* Activity *
Print the records below exactly, and do not carry over any picture.

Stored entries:
==============================

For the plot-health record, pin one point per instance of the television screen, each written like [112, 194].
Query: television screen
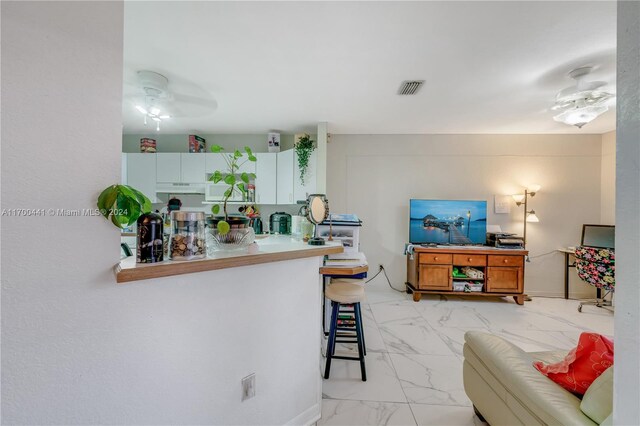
[602, 236]
[447, 222]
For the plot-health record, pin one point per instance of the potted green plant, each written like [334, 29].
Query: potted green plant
[304, 147]
[237, 183]
[122, 205]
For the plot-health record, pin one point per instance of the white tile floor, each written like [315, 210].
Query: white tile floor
[414, 354]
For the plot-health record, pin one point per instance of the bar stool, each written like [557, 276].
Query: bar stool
[345, 292]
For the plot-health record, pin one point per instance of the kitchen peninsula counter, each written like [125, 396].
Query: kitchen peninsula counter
[274, 248]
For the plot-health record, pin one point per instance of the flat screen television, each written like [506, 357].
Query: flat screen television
[457, 222]
[599, 236]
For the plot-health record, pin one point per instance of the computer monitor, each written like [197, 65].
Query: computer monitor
[600, 236]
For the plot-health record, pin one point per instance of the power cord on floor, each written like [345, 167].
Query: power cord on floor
[385, 275]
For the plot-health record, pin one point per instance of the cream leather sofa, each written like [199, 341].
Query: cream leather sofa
[506, 389]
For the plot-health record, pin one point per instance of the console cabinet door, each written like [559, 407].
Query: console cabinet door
[504, 280]
[435, 277]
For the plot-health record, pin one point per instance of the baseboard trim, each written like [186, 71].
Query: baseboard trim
[307, 417]
[560, 295]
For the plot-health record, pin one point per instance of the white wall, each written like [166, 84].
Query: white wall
[76, 347]
[608, 180]
[374, 176]
[626, 410]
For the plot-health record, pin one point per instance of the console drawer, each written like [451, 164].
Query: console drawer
[435, 258]
[469, 260]
[502, 260]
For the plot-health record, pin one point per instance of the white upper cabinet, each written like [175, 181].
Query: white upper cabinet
[192, 168]
[301, 191]
[141, 174]
[168, 167]
[266, 178]
[285, 177]
[214, 162]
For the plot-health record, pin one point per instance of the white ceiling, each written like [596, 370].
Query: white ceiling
[489, 67]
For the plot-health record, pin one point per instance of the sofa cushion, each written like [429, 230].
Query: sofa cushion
[522, 387]
[597, 402]
[608, 421]
[582, 365]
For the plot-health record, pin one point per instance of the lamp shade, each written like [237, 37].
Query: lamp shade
[518, 198]
[533, 188]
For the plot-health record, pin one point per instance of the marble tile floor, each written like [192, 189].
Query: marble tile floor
[414, 358]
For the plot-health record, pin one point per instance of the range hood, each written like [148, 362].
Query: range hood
[180, 188]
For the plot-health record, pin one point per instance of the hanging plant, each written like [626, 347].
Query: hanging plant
[304, 147]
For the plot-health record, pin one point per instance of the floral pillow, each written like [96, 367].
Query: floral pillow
[582, 365]
[596, 266]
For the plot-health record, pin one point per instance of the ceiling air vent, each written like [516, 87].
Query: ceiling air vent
[410, 87]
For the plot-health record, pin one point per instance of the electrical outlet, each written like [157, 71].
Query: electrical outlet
[249, 387]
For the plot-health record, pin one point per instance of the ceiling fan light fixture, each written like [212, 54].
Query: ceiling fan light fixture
[582, 103]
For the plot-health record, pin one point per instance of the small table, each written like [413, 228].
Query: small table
[568, 252]
[329, 272]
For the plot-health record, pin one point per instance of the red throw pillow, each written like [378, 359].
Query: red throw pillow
[582, 365]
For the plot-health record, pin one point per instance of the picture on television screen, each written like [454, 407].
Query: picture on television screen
[447, 222]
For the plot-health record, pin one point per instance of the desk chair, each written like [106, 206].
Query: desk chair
[596, 266]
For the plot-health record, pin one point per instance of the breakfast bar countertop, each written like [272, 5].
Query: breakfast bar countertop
[274, 248]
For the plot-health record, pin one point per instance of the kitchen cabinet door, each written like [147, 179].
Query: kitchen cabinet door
[509, 279]
[123, 170]
[266, 178]
[168, 167]
[301, 191]
[141, 174]
[435, 277]
[192, 168]
[284, 190]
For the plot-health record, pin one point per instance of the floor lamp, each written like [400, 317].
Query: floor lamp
[529, 215]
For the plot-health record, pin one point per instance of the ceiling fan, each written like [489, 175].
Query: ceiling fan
[156, 99]
[582, 103]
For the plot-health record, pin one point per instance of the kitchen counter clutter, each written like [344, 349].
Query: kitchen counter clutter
[274, 248]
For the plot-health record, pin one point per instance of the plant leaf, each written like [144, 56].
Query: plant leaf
[230, 179]
[216, 177]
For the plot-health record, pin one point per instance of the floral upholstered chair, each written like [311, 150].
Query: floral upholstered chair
[597, 266]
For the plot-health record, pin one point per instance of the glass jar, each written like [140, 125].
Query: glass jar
[149, 238]
[187, 236]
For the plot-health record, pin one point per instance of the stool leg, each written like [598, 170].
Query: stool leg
[364, 346]
[359, 333]
[331, 344]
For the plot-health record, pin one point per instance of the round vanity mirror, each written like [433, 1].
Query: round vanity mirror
[317, 211]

==============================

* Answer below *
For the plot-health record, pin one point per instance of the television screen, each written like [112, 194].
Query: television screen
[602, 236]
[447, 222]
For the plot-health record, pin one point per instance of the potted green plant, each written like [334, 29].
Query: potted green plant
[304, 147]
[237, 183]
[122, 205]
For the plot-health record, pin one point per instance of the white tile floor, each written like [315, 210].
Query: white tile floor
[414, 354]
For the plot-health record, pin one point per instance of the bar stool, each written like [557, 276].
Query: bar stool
[345, 292]
For the plot-health record, pin one point per instance of the kitchen peninsula counter, each written like [125, 396].
Query: kitchen peninsula counter
[274, 248]
For the plot-health record, pin one point per instance of the flat screen television, each written like [506, 357].
Query: flat screen television
[457, 222]
[599, 236]
For the plot-health record, pin one point per instance of the computer monitor, each written like [197, 65].
Query: computer monitor
[600, 236]
For the plot-health record, pin one point per instance of the power cord on floor, each written like [345, 167].
Query: power cord on floor
[385, 275]
For the plot-health record, pin one point per instance of the cream leather sofa, each written like [199, 341].
Query: cream leather sofa
[506, 389]
For the plot-health record, pin one point per instance of the console cabinet door, each written like [559, 407].
Query: console cabinet door
[504, 280]
[435, 277]
For the plot-health record, pin one point per instance of the baseboard trim, each written like [186, 71].
Query: baseboard trim
[307, 417]
[560, 295]
For the plot-health record, pin one point per instance of the white wall, each written like [166, 84].
Query: white wall
[76, 347]
[608, 180]
[374, 176]
[626, 410]
For the plot-health record, pin one point per instance of the console drawer, each written like [451, 164].
Query: console drawer
[435, 258]
[469, 260]
[502, 260]
For the plot-health record, pin one point per instance of the white upper cabinet, each written like [175, 181].
Query: white upper cabinet
[192, 168]
[301, 191]
[141, 174]
[168, 167]
[266, 178]
[285, 177]
[214, 162]
For the plot-health record, pin one point per instance of the white ceiling, each written like [596, 370].
Query: white ceiling
[489, 67]
For the plot-health record, pin one point per instance of the sofa cushion, each written like [429, 230].
Query: sofa cushion
[522, 387]
[597, 402]
[608, 421]
[582, 365]
For the plot-health record, pin one point per instance of the lamp shade, each written like [237, 37].
Query: lamp shade
[518, 198]
[533, 188]
For the plot-health record, pin one point per instance of the marble tile floor, each written like [192, 189].
Query: marble tile floor
[414, 358]
For the plot-health record, pin one point per instance of the range hood, each written like [148, 362].
Query: range hood
[180, 188]
For the plot-health record, pin one point per instance of the hanging plant, each written like [626, 347].
Query: hanging plant
[304, 147]
For the plot-health record, pin one point per instance of the floral pillow, each written like [96, 367].
Query: floral pillow
[582, 365]
[596, 266]
For the plot-health record, pin one point per instance of the ceiling air vent, each written like [516, 87].
Query: ceiling air vent
[410, 87]
For the plot-health record, pin one point per instance of the electrical outlet, each written like [157, 71].
Query: electrical outlet
[249, 387]
For the plot-health record, pin one point per instance of the ceiling fan light fixture, each written like [212, 54].
Query: ceiling fan light fixture
[582, 103]
For the plot-health record, pin one point per instance of the small table, each written like [413, 228].
Query: small table
[568, 252]
[329, 272]
For the plot-health record, pin one point per instance of the red throw pillow, each written like [378, 359].
Query: red throw pillow
[582, 365]
For the plot-health record, pin one point per instance of the picture on television screen, each written like [454, 407].
Query: picture on television screen
[447, 222]
For the plot-health record, pin one point per instance of the desk chair, each written like [106, 206].
Query: desk chair
[596, 266]
For the plot-health record, pin one point per instance of the breakfast bar countertop, each written like [272, 5].
Query: breakfast bar countertop
[274, 248]
For the plot-health record, pin one point per instance of the kitchen cabinet door, each written like [147, 179].
Query: kitchen cabinet door
[509, 279]
[123, 170]
[266, 178]
[168, 167]
[301, 191]
[141, 174]
[435, 277]
[192, 168]
[284, 190]
For the plot-health record, pin one point per instance of the floor lamp, each written like [400, 317].
Query: floor lamp
[529, 215]
For the plot-health record, pin one point per instance of the ceiling fan, each written like [489, 175].
Query: ceiling fan
[156, 99]
[582, 103]
For the plot-health record, pin one point per instance of the kitchen counter clutter, each written like [344, 349].
Query: kitchen counter clutter
[274, 248]
For the plot-health record, pin one point per instance of the plant leaf, each written like [144, 56].
Query: plant leaf
[230, 179]
[216, 177]
For the plot-health record, pin one point per instance of the floral upholstered chair, each written like [311, 150].
Query: floral upholstered chair
[597, 266]
For the plot-health record, pin one point per instance of the glass jar, each written like [140, 125].
Query: glass jar
[149, 238]
[187, 236]
For the plot-health record, pin one point per instance of the stool leg, each written like [598, 170].
Query: stool leg
[364, 346]
[359, 333]
[331, 344]
For the plot-health record, pin one point per instance of the round vanity mirror, each written like [433, 1].
Query: round vanity mirror
[317, 211]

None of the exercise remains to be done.